§ **What you need to do**: Pick out every line in the records below that contains the word "table" and copy each of those lines.

* start *

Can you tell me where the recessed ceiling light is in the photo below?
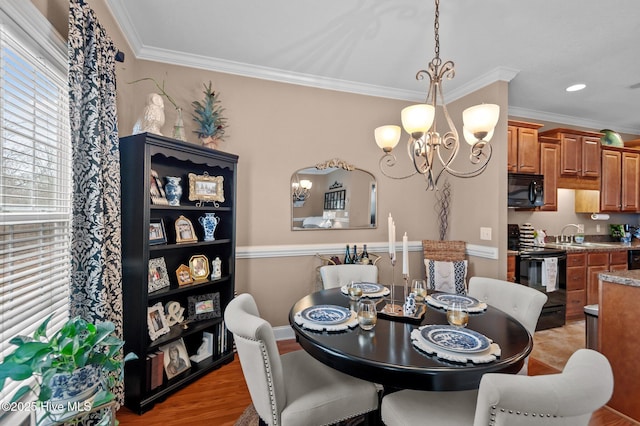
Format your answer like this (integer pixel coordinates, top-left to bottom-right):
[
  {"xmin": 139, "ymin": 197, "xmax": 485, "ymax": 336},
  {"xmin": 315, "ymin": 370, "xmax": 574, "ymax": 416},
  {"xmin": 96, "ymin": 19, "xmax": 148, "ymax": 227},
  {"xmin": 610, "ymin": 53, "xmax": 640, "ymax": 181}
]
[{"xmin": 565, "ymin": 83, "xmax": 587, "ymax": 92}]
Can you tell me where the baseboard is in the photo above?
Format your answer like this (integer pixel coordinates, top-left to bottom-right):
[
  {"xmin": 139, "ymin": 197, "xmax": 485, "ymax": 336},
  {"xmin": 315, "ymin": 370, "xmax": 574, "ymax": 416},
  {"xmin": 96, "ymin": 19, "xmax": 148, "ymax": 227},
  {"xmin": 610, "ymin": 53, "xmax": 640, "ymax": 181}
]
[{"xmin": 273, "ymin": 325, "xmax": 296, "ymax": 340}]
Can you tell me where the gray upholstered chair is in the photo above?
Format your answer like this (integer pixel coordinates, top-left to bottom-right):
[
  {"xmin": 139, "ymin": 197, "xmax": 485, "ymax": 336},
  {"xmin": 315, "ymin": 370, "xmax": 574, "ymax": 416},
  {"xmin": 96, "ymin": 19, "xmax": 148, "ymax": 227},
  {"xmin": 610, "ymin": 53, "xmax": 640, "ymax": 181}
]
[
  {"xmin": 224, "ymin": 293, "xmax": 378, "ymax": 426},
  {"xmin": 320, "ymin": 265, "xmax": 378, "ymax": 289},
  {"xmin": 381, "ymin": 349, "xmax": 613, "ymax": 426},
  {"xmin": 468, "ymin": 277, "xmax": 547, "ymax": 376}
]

* end *
* start *

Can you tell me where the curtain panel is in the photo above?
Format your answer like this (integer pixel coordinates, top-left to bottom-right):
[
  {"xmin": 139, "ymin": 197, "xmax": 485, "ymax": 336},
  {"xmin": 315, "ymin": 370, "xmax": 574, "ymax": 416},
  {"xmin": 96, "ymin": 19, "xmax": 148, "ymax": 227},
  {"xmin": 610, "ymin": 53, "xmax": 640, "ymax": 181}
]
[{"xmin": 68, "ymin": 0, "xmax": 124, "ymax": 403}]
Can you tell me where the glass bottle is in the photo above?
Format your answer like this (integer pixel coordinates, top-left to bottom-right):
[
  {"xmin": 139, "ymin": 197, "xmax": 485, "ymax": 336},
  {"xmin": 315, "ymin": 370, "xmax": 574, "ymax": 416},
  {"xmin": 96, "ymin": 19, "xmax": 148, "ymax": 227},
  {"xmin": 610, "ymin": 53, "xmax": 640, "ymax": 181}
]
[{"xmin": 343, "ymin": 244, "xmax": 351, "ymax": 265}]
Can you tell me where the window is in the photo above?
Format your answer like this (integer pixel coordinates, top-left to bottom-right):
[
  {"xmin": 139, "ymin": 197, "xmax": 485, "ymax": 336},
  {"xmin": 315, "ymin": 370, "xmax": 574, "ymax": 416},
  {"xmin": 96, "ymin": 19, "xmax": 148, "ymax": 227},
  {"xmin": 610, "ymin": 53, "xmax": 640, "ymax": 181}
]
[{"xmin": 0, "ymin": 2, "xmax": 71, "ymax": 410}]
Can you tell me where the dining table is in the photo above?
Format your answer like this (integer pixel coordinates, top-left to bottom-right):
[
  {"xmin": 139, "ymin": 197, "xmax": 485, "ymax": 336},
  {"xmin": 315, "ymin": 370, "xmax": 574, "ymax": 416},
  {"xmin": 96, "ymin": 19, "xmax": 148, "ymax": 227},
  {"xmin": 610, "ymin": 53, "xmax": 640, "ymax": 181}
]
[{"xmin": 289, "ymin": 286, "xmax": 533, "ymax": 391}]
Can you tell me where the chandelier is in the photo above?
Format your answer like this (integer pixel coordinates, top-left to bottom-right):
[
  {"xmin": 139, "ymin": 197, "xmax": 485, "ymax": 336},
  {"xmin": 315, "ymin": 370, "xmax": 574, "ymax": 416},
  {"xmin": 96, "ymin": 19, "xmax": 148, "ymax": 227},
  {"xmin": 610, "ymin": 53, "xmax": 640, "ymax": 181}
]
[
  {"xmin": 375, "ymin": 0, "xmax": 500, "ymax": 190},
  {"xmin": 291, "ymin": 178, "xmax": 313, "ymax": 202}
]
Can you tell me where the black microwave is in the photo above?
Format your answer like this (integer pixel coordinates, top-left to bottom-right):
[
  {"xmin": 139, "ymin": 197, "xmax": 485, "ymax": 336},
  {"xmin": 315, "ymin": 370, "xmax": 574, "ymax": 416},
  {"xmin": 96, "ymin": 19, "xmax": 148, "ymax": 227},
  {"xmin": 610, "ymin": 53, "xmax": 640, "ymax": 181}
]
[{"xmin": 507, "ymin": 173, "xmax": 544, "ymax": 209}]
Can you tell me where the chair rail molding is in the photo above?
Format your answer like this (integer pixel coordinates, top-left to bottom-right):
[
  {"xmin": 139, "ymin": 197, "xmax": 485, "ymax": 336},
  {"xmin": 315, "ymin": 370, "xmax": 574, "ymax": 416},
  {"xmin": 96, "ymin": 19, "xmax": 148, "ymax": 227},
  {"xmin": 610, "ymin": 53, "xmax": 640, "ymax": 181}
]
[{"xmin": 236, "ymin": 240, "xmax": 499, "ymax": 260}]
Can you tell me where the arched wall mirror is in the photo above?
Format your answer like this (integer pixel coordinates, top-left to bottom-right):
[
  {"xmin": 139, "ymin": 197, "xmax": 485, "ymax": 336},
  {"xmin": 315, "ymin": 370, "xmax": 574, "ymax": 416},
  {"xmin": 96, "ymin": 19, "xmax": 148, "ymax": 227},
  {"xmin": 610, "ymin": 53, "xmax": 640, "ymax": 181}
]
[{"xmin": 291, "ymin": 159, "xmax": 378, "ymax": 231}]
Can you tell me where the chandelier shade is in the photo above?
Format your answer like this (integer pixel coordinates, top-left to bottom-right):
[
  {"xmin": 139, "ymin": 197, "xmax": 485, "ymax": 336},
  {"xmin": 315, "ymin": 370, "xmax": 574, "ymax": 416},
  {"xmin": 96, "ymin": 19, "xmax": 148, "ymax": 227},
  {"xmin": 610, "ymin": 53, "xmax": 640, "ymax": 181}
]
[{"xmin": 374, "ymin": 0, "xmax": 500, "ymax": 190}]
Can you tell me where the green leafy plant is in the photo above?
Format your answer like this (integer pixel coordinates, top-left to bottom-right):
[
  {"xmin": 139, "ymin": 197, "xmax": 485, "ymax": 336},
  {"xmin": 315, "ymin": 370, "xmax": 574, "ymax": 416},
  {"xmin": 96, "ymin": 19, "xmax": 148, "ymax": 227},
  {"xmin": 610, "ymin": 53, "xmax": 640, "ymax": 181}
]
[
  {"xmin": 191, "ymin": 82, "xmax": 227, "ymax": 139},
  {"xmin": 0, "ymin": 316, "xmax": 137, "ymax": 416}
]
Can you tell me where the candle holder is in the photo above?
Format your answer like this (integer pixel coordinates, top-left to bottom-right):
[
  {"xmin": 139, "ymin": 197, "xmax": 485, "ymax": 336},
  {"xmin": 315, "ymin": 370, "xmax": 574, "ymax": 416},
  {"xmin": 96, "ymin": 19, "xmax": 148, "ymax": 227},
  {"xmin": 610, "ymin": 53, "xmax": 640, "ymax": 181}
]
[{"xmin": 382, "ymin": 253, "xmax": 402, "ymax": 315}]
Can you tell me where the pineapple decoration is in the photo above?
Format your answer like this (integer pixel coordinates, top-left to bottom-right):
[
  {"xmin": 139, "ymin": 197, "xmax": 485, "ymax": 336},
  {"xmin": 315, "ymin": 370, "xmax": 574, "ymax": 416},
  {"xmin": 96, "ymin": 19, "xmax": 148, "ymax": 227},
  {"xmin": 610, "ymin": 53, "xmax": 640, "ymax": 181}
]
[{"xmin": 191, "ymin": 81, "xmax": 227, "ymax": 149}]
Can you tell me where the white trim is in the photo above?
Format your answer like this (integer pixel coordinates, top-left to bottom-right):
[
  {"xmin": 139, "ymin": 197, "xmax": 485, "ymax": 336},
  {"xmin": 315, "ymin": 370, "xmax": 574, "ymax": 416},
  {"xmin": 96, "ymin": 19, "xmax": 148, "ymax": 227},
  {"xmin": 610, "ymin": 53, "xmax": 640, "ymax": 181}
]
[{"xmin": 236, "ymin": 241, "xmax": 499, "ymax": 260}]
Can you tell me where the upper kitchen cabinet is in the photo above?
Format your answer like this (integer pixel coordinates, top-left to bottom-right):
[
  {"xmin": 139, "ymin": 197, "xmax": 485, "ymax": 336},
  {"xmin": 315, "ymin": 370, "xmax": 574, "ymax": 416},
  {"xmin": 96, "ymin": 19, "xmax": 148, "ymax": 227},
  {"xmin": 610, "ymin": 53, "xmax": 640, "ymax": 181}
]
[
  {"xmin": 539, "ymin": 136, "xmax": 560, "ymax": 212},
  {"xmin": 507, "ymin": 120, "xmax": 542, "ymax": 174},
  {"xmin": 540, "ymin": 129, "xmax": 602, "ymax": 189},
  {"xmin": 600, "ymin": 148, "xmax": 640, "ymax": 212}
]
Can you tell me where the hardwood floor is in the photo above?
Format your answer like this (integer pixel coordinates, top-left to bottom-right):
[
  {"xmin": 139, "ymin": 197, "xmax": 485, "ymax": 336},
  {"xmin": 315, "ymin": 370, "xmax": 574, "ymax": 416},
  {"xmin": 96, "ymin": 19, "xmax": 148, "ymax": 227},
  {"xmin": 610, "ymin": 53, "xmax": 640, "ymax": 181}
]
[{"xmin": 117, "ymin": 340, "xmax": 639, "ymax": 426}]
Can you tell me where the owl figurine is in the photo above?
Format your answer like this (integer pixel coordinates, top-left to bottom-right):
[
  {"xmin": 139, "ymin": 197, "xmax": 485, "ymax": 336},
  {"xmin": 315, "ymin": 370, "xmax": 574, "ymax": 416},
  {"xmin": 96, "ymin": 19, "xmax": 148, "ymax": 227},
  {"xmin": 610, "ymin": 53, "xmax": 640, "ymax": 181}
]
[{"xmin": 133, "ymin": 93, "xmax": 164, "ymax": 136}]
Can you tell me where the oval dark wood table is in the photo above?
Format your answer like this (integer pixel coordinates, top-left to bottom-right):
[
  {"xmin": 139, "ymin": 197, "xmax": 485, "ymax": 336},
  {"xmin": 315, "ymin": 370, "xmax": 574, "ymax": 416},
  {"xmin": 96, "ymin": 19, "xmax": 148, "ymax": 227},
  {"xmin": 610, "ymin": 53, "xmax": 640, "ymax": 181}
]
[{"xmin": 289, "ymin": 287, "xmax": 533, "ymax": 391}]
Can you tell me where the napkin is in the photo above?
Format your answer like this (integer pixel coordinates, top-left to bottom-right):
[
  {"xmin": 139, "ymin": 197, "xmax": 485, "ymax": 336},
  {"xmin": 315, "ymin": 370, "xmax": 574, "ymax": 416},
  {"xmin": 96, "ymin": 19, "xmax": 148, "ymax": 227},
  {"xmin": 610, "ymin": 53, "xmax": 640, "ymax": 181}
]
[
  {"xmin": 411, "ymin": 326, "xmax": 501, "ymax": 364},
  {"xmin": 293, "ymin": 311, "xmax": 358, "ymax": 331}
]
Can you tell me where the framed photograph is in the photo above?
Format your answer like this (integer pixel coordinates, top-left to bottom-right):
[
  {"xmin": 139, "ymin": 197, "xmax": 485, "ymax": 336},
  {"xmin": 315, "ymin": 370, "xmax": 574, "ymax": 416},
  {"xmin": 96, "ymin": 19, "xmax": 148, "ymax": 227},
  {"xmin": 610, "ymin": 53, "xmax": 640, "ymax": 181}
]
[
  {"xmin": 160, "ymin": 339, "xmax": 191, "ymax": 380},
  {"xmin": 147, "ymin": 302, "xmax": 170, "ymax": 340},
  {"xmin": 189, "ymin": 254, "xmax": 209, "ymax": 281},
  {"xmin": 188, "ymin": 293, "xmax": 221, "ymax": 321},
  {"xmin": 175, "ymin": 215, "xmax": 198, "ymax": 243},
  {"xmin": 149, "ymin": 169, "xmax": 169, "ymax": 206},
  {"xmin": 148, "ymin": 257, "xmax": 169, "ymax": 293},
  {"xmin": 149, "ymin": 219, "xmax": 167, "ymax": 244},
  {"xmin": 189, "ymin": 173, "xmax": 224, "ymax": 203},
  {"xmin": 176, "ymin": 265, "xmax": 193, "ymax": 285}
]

* end *

§ **Response to the exercise**:
Can you tell me where the dining table is in the photo above?
Can you tell me where the oval dark wood table is in the photo above?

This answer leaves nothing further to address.